## WORK INSTRUCTIONS
[A] Print the stretch of the concert review from "It was getting" through "and positive energy.".
[B] In the concert review, which bassist joined Mickey Hart and Friends on stage?

## GIVEN TEXT
Its never easy being the first act at a benefit show, but Hot Buttered Rum didn’t seem to mind, as they opened the show with a dynamite acoustic performance.  The Ace of Cups (the original all-girl rock band) managed a heartfelt reunion set amongst almost constant feedback issues, followed by extended jams by the amazing guitarist Steve Kimmock and his band Zero.  The lineup continued with a soulful performance by The Chris Robinson Brotherhood, who were joined by Bob Weir from the Grateful Dead for one of Chris’ new songs, “They Love Each Other”.

Hot Buttered Rum Craneway Pavilion Point Richmond CA
Hot Buttered Rum at the Craneway Pavilion in Point Richmond, CA. Photo by Paul Konikowski, CTS-D

It was getting close to midnight as Mickey Hart (also from the Grateful Dead) and Friends took the stage, including bassist Dave Schools of Widespread Panic, a nice surprise.  Wavy Gravy officially turned 75 at midnight as musicians repeatedly mouthed ‘I can’t hear anything’ to folks off stage left.  Around 12:30pm, about 50 hand drummers joined the band on the stage chanting Go Wavy something or other over an extended rendition of Santana’s Jingo.  The man of the hour was wheeled into the middle of the room on a giant hippie throne, parting the tye-dyed sea of hippies, as hundreds of polka dot balloons fell from the ceiling.  Ace of Cups led the crowd in a classic Happy Birthday sing-along to a Wavy Gravy who seemed to be overflowing with gratitude and positive energy.

Like any good acid trip, the benefit concert had it’s ups and downs, and the ending was really the best part.  Bob Weir closed out the show, playing Grateful Dead songs well past 2am, inviting many of previous performers to join him on stage.  My personal favorites were Tennessee Jed with Chris Robinson on vocals, and a very melodic Sugaree featuring Nicki Bluhm, leaving me wanting more as she left the stage. 

Wavy Gravy - Photo by Paul Konikowski, CTS-D

The party continues later this month on the East coast, as Wavy Gravy’s Birthday Boogie comes to The Beacon Theater in Manhattan on Friday May 27, 2011.  I encourage my Northeast readers to check out this show if you can, its a great venue located on the upper west side.  The lineup is different, but with Ani Difranco, Bruce Hornsby, Dr. John, and Jackson Browne on the bill, I’m sure it will be just as fantastic.  My advice: wear comfy shoes, arrange an overnight babysitter, and get a room next door at the Beacon Hotel.  Trust me, it’s going to be a long, strange night.

[A block of data]
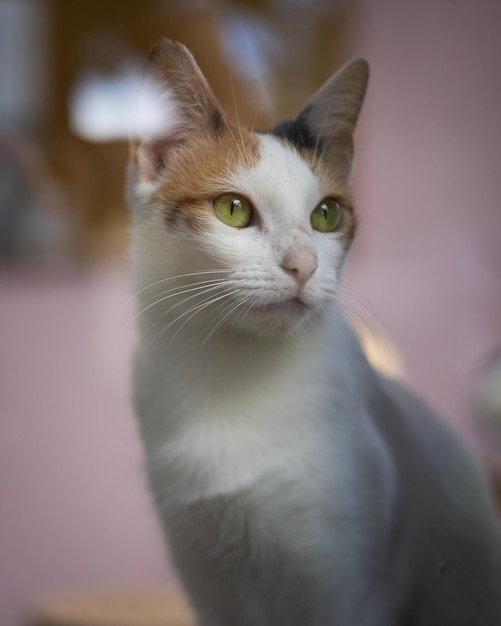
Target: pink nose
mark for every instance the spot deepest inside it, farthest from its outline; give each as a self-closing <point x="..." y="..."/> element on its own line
<point x="300" y="264"/>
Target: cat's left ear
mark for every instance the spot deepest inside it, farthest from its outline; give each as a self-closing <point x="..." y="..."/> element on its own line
<point x="332" y="113"/>
<point x="178" y="104"/>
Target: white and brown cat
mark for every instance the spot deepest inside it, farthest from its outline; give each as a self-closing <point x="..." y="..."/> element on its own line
<point x="296" y="485"/>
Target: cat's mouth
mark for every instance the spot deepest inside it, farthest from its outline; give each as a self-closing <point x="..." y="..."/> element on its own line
<point x="292" y="307"/>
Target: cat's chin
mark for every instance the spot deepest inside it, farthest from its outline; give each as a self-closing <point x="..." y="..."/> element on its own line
<point x="278" y="317"/>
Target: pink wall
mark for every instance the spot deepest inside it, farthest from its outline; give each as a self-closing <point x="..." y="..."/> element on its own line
<point x="429" y="150"/>
<point x="74" y="507"/>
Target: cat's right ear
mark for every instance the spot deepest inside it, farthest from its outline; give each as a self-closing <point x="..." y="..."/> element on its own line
<point x="176" y="105"/>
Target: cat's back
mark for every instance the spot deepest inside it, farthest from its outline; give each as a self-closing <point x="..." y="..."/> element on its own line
<point x="445" y="522"/>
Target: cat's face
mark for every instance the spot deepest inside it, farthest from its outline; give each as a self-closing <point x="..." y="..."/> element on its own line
<point x="238" y="230"/>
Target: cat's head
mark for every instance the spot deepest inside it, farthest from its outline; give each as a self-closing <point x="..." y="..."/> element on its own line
<point x="234" y="229"/>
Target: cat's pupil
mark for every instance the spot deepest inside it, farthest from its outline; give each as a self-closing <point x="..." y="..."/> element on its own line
<point x="234" y="204"/>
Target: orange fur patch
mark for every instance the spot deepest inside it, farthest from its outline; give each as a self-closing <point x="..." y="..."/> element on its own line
<point x="199" y="171"/>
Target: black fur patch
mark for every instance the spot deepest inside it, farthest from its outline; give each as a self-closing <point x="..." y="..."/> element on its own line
<point x="297" y="132"/>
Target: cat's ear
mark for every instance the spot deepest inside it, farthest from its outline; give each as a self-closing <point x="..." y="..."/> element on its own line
<point x="332" y="113"/>
<point x="179" y="105"/>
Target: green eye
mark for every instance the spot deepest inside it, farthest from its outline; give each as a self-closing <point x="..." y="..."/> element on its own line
<point x="327" y="216"/>
<point x="233" y="210"/>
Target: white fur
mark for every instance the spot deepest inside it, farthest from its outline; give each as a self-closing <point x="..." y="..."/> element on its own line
<point x="290" y="476"/>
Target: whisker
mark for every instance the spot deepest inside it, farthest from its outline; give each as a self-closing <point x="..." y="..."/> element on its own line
<point x="162" y="280"/>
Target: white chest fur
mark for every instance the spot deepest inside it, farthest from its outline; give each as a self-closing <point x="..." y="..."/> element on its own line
<point x="231" y="417"/>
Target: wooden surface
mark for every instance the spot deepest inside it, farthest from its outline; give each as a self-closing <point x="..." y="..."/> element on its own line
<point x="144" y="606"/>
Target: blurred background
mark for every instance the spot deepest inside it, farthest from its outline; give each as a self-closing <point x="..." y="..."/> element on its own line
<point x="425" y="271"/>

## SOLVED TASKS
[A]
It was getting close to midnight as Mickey Hart (also from the Grateful Dead) and Friends took the stage, including bassist Dave Schools of Widespread Panic, a nice surprise.  Wavy Gravy officially turned 75 at midnight as musicians repeatedly mouthed ‘I can’t hear anything’ to folks off stage left.  Around 12:30pm, about 50 hand drummers joined the band on the stage chanting Go Wavy something or other over an extended rendition of Santana’s Jingo.  The man of the hour was wheeled into the middle of the room on a giant hippie throne, parting the tye-dyed sea of hippies, as hundreds of polka dot balloons fell from the ceiling.  Ace of Cups led the crowd in a classic Happy Birthday sing-along to a Wavy Gravy who seemed to be overflowing with gratitude and positive energy.

[B] Dave Schools of Widespread Panic